(Text block):
#####

Rice Students develop a user-friendly Bone-Lengthening Distractor Device

Students Develop Bone-Lengthening Device (Biloine Young @ OTW)

Life is about to get a whole lot better for children undergoing distraction osteogenesis, thanks to a group of senior students at Rice University, Houston, Texas. Distraction osteogenesis is a method of correcting bone deformities that leave one limb shorter than the other. About 10 million children have this problem in either their arms or legs.

To correct it, surgeons break the bone and insert a distractor that stretches the bone and, over time, tugs it to the appropriate length. To keep constant tension on the bone, the patient has to, four times a day, give a screw in the bulky device a quarter turn.

Current patients wear distractors for as long as it takes to complete the process of lengthening the bone, typically two to four months. Then they leave the device on for six more weeks, while the bone sets. Mechanical engineering student Raquel Kahn, a member of the student team, said that each of the Rice students working on the project wore a standard distractor (minus the bone-drilling part) for 24 hours to get a feel for what patients endure.

#####

(Dataset extract):
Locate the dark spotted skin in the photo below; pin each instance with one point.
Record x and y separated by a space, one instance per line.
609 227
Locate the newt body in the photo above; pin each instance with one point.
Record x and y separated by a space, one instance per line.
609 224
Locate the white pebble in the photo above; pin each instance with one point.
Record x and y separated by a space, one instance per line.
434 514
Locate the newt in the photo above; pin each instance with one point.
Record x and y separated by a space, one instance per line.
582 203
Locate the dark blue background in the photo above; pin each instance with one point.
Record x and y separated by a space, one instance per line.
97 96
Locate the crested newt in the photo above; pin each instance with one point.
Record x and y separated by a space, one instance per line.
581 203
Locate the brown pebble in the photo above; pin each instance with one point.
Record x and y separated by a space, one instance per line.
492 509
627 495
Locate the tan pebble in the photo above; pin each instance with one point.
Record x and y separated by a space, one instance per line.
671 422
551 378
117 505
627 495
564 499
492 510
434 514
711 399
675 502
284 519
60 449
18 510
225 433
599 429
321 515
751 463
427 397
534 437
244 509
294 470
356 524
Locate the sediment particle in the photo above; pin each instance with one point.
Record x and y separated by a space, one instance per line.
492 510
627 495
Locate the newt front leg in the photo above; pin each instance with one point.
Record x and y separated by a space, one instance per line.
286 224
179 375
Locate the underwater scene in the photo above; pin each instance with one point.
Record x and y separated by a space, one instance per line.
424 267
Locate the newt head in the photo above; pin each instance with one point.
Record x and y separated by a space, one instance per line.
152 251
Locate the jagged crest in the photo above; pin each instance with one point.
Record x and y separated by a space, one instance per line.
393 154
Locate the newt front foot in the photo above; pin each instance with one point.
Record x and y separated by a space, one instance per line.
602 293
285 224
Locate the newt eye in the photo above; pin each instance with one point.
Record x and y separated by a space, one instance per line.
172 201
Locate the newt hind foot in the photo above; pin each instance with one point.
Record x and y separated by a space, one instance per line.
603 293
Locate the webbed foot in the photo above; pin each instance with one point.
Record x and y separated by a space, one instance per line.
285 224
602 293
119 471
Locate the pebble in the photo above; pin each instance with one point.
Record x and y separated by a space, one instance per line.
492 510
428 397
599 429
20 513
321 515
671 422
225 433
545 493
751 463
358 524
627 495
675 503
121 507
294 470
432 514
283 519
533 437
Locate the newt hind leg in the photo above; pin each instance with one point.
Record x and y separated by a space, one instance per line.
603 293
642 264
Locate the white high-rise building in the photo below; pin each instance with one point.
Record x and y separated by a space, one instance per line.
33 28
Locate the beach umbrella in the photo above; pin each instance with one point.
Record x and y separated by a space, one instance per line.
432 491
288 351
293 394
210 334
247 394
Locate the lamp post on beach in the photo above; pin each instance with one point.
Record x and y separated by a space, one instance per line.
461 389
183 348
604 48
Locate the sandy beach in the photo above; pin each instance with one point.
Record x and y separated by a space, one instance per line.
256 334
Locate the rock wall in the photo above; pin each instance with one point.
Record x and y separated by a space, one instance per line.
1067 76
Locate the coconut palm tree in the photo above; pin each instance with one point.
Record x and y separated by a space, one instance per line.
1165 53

#####

(Tasks to perform):
(1) From the article about the bone-lengthening device, list every length of time it gives for wearing or keeping on a distractor.
(2) Quote the article about the bone-lengthening device word for word, starting with "Life is about" and going on through "a quarter turn.".
You can set the lines aside; nothing here depends on them.

(Results for the exercise):
(1)
- two to four months
- six more weeks
- 24 hours

(2)
Life is about to get a whole lot better for children undergoing distraction osteogenesis, thanks to a group of senior students at Rice University, Houston, Texas. Distraction osteogenesis is a method of correcting bone deformities that leave one limb shorter than the other. About 10 million children have this problem in either their arms or legs.

To correct it, surgeons break the bone and insert a distractor that stretches the bone and, over time, tugs it to the appropriate length. To keep constant tension on the bone, the patient has to, four times a day, give a screw in the bulky device a quarter turn.